| Passage shown |
..............................
Wednesday, April 13, 2016

Manifesto: The Mad Farmer Liberation Front

I really should have majored in English.  Despite scoring in the 99th percentile in every subject on every intelligence test I ever took, and despite doing well enough in math to represent my high school at Math Field Day while still a sophomore, it is language that I truly love--and particularly the English language, the finest, most expressive language known to man since ancient Greek.

Instead I earned a degree in Music and worked as a symphony clarinetist until--as I often remark in sharing my call to ministry--I realized that a lot of well-entertained people were going to hell.  So I earned another degree in Psychology before I realized that a lot of well-adjusted people were also going to hell.

Along the way I took courses in everything from political science to engineering and indulged my wide-ranging interests in earning graduate degrees in everything from Theology and Philosophy, to Psychology, to Computer and Information Science.  But I never took the step of indulging my love of English language and literature--afraid, I guess, that a degree in English would not be good for anything but teaching English (as though Music, Psychology, and Ministry were all that lucrative!)

Consequently, I find myself, now much older, still marveling at what can be accomplished with mere words.  And when I read a poem like this one from Wendell Barry (whose life illustrates my fear about a degree in English only being good for teaching English), I nevertheless get wistful over the road not taken and sit in awe at all the beauty and meaning that language can convey.


Manifesto: The Mad Farmer Liberation Front

Love the quick profit, the annual raise,
vacation with pay.  Want more
of everything ready-made.  Be afraid
to know your neighbors and to die.

And you will have a window in your head.
Not even your future will be a mystery
any more.  Your mind will be punched in a card
and shut away in a little drawer.
..............................
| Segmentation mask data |

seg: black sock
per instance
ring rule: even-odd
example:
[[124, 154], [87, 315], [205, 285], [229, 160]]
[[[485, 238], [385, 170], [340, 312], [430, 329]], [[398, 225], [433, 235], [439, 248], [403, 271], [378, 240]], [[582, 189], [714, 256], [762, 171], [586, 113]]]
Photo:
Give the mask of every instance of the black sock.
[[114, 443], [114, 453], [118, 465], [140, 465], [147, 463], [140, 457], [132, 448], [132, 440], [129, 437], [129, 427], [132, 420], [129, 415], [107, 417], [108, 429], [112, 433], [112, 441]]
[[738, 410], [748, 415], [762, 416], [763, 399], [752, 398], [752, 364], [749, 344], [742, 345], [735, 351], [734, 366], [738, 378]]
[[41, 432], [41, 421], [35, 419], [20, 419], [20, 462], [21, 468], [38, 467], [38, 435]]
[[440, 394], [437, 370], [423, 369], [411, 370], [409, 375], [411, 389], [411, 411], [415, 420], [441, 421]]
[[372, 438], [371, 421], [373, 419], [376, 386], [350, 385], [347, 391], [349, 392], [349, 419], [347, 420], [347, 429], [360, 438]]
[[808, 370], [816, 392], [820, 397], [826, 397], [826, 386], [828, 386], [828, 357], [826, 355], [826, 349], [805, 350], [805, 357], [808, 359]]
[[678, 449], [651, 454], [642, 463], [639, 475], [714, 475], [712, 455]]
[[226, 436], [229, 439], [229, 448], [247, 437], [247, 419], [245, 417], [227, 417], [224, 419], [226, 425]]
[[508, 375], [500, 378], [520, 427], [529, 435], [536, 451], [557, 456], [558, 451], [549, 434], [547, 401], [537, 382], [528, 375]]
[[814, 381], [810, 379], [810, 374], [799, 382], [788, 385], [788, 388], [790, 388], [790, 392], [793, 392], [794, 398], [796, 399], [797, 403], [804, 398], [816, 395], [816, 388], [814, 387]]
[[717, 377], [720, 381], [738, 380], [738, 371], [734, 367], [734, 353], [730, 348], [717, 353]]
..............................
| Exercise tasks |
**A)** According to the blog post, what instrument did the writer play in a symphony?
**B)** Translate this sentence from the blog post into Spanish: "Consequently, I find myself, now much older, still marveling at what can be accomplished with mere words."

| Exercise solutions |
**A)** The clarinet.

**B)** En consecuencia, me encuentro, ahora mucho mayor, maravillándome todavía de lo que se puede lograr con simples palabras.